- [Records to use]
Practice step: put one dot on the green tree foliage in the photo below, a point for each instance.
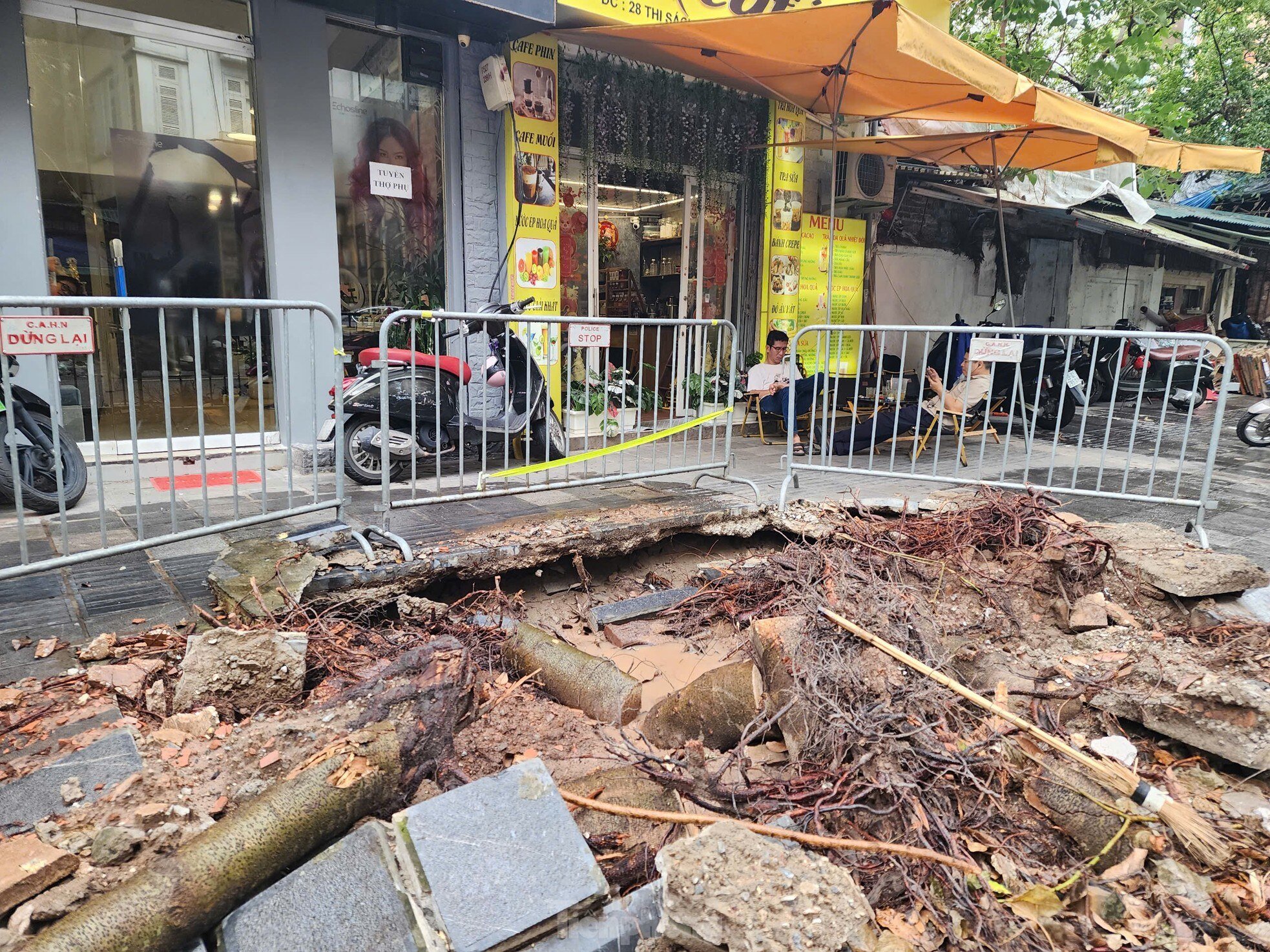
(1195, 72)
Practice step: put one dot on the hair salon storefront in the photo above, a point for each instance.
(230, 150)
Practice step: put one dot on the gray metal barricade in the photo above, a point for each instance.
(630, 400)
(1117, 414)
(235, 356)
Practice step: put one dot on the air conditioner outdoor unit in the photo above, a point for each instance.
(864, 180)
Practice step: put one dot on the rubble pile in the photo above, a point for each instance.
(674, 749)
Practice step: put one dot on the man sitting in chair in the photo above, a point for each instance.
(968, 393)
(782, 389)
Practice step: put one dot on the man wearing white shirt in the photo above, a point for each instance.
(970, 391)
(782, 389)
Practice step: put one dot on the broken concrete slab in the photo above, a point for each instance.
(729, 887)
(127, 679)
(349, 896)
(38, 794)
(1166, 560)
(272, 563)
(616, 927)
(1223, 711)
(638, 607)
(499, 861)
(28, 867)
(72, 729)
(242, 668)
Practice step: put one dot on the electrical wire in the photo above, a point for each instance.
(520, 209)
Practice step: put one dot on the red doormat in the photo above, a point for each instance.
(194, 480)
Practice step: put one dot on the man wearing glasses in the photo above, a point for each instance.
(782, 389)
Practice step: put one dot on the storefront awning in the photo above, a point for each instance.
(1045, 147)
(875, 60)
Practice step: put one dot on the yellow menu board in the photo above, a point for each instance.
(531, 183)
(936, 12)
(783, 221)
(849, 285)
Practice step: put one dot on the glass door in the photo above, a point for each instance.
(145, 136)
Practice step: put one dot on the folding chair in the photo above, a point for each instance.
(963, 427)
(752, 405)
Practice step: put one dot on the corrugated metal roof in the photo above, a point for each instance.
(1163, 235)
(1233, 221)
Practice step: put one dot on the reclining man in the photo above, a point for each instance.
(964, 395)
(782, 389)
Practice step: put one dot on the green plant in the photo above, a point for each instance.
(709, 389)
(633, 117)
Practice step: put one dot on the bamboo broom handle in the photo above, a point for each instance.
(809, 840)
(939, 677)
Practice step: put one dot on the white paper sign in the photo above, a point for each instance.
(391, 181)
(991, 349)
(37, 334)
(590, 334)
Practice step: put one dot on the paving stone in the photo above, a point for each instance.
(28, 867)
(48, 741)
(638, 607)
(618, 927)
(347, 898)
(501, 860)
(38, 794)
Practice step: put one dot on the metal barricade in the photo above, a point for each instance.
(512, 408)
(220, 373)
(1117, 414)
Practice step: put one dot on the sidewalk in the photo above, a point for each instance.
(160, 585)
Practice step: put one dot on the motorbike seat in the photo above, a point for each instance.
(1183, 352)
(401, 356)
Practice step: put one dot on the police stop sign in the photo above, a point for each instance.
(41, 334)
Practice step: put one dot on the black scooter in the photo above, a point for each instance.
(37, 462)
(436, 385)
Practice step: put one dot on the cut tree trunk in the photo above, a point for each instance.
(572, 677)
(715, 709)
(418, 702)
(773, 641)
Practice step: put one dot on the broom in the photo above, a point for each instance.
(1196, 836)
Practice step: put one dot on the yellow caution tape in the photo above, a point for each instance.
(602, 451)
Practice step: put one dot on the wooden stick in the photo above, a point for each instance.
(1195, 833)
(808, 840)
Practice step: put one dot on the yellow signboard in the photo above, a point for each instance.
(936, 12)
(531, 184)
(815, 304)
(783, 221)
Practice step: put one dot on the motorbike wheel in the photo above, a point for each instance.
(1192, 402)
(1048, 418)
(364, 464)
(548, 433)
(1254, 429)
(39, 477)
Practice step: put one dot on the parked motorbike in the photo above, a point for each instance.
(37, 460)
(1046, 395)
(436, 386)
(1147, 369)
(1254, 428)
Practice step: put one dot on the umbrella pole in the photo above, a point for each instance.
(1001, 226)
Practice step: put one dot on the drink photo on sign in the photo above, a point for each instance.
(535, 180)
(535, 88)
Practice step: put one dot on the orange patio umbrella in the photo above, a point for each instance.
(870, 60)
(1049, 147)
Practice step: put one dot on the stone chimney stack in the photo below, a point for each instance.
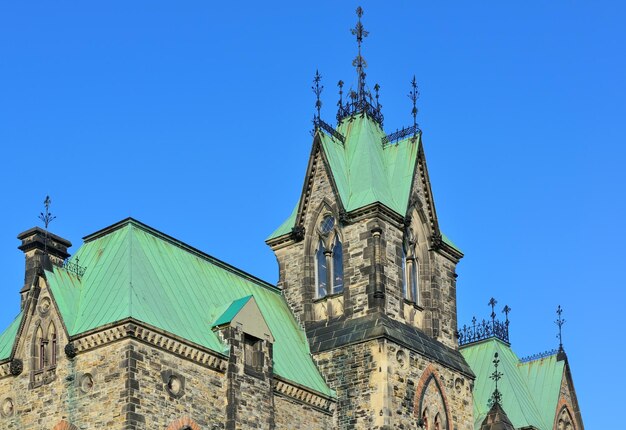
(42, 250)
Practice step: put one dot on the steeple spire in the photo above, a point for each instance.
(559, 322)
(359, 62)
(496, 376)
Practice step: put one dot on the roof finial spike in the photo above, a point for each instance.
(359, 62)
(414, 95)
(317, 90)
(46, 216)
(376, 90)
(559, 322)
(496, 397)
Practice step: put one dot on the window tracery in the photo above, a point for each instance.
(328, 259)
(410, 268)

- [Task brief] Set the pictures aside and reproduce the data above exactly.

- [Solution]
Practice step: put one dot on the green tree foliage in the photo below, a point for each instance.
(1195, 72)
Practice step: put one dot on the hair salon storefront in the photo above, a point for each instance.
(230, 150)
Practice step: put one dot on the gray metal barricade in the photo above, a point for each instance.
(630, 400)
(1117, 414)
(235, 356)
Practice step: put one dot on the air conditioner outdoor unit in the photo above, a point for each instance.
(864, 180)
Practice step: put one dot on the rubble pile in the photo above, a point for each instance.
(674, 749)
Practice step: put one dot on the man sitting in chair in the photo above, a point for each instance.
(968, 393)
(782, 389)
Practice step: put one dot on the man wearing white shirt in the photo above, a point for each instance.
(970, 391)
(782, 389)
Practice step: put one dot on the broken concrete slab in the photo above, a point for each instance.
(729, 887)
(127, 679)
(349, 896)
(38, 794)
(1166, 560)
(272, 563)
(616, 927)
(1223, 711)
(638, 607)
(499, 861)
(28, 867)
(72, 729)
(242, 668)
Practice step: put one dot on the electrical wire in the photo above, a point for each instance.
(520, 209)
Practice step: put one dot on the red doormat in the photo above, a point for each instance.
(194, 480)
Practice step: put one dot on the man wearing glasses in the photo above, a point for each instance.
(782, 389)
Practice step: put one dot on the storefront awning in the photo above, a point for each instance.
(1045, 147)
(875, 60)
Practice step: put one dot on the yellow menu board in the photo above, a point for each instance.
(531, 183)
(936, 12)
(783, 221)
(849, 285)
Practice step: put one dot on the glass door in the photo above, a point for each instance.
(145, 136)
Practice step: put one dot on the folding chair in the photo above, a point for each instance.
(963, 427)
(752, 405)
Practice step: put one dot on the corrugated metal roof in the photo above, a point for each instance.
(1163, 235)
(1233, 221)
Practice step: put one dot on the reclining man in the photo above, a point for each instance.
(964, 395)
(782, 389)
Practice step: put one dot on the green plant in the photo above, a point for each instance.
(709, 389)
(633, 117)
Practice step: put one dot on the bamboo broom handle in the photo above, a point for each instance.
(809, 840)
(939, 677)
Practice step: put one dot on the white paper sign in the photo above, a point for each instance.
(391, 181)
(991, 349)
(37, 334)
(590, 334)
Practice step: put one dot on the paving stone in the photo above, a point for each instance.
(28, 867)
(48, 741)
(638, 607)
(618, 927)
(347, 898)
(501, 860)
(38, 794)
Practice step: put one dot on the metal barricade in the photo above, a point for each instance.
(512, 408)
(220, 373)
(1117, 414)
Practice step: put one dot on the sidewalk in the photo above, a point for each instance.
(160, 585)
Practice step: put one dot on the motorbike seat in the photo above, a point for each instance.
(1183, 352)
(401, 356)
Practice step: put one dot on the police stop sign in the photo above, a point for each instance.
(41, 334)
Practice step: put one dot on the black scooter in the photo above, a point for each instance.
(37, 462)
(436, 385)
Practice step: put one dot on the cut tree trunk in the photo above, a point for each instance.
(572, 677)
(715, 709)
(418, 702)
(773, 641)
Practice step: put one dot on the broom in the photo above, a point for each instance.
(1196, 836)
Practice step: put one dot on the yellow caution tape in the photo above, a point for each instance.
(602, 451)
Practice step: put one dot on the wooden stick in the photo above, a point for each instance.
(1195, 833)
(808, 840)
Practice step: put one dot on the yellow signboard in the photo above, a point for each instance.
(936, 12)
(531, 184)
(815, 304)
(783, 221)
Practice step: put one dot on the motorbike wheel in the photo above, a point for each instance.
(1192, 402)
(1048, 418)
(364, 464)
(548, 433)
(1254, 429)
(39, 477)
Practice step: put one dot on the parked motorbike in the photo above, a point for each instance.
(37, 460)
(1046, 395)
(436, 386)
(1147, 369)
(1254, 428)
Practice step: put one dot on the umbrella pole in the photo above, a point for each instance.
(1001, 226)
Practice step: put one dot on the drink photo on sign in the photo above, a point for each instance.
(535, 180)
(535, 88)
Practice step: put one dot on the orange patio umbrella in the photo above, a point for each instance.
(870, 60)
(1049, 147)
Practice step: put one dot on the stone chimney stack in the photo below, a point for each instance.
(42, 250)
Practice step: put one dot on the steeple spire in the photo above, a point for each instance.
(559, 322)
(359, 62)
(496, 376)
Practice step: put one dot on the roof finial spike in the photo above, a point for each instance.
(359, 62)
(414, 95)
(317, 90)
(46, 216)
(376, 90)
(559, 322)
(496, 397)
Practice step: put one dot on the window tracery in the photo above, a point for each instance.
(328, 259)
(410, 268)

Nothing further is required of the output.